◆ Action item ◆
Write out the data again exactly, skipping every picture.

** Exercise inputs follows **

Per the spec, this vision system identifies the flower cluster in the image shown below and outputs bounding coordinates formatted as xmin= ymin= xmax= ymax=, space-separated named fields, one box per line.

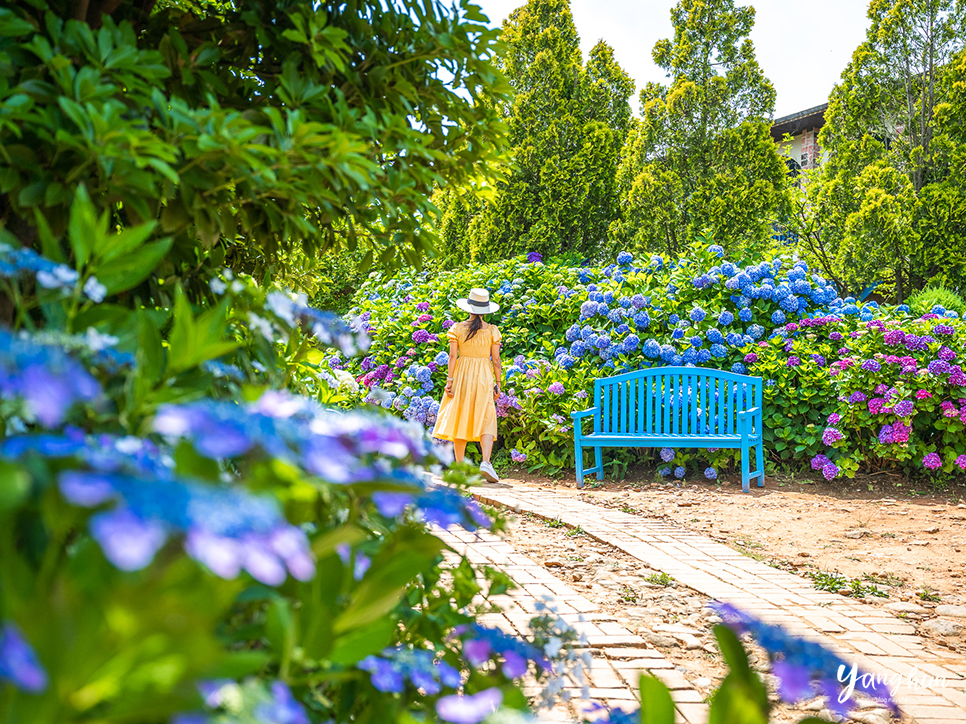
xmin=711 ymin=603 xmax=898 ymax=716
xmin=358 ymin=646 xmax=462 ymax=694
xmin=0 ymin=242 xmax=106 ymax=301
xmin=0 ymin=329 xmax=101 ymax=427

** End of Exercise inputs **

◆ Task answer ◆
Per the spec, this vision system identifies the flower cluster in the image shown below and outputs bounding coordinates formatted as xmin= ymin= xmax= ymax=, space-separated named fields, one box per line.

xmin=711 ymin=603 xmax=898 ymax=716
xmin=358 ymin=646 xmax=462 ymax=694
xmin=0 ymin=242 xmax=106 ymax=301
xmin=0 ymin=329 xmax=101 ymax=427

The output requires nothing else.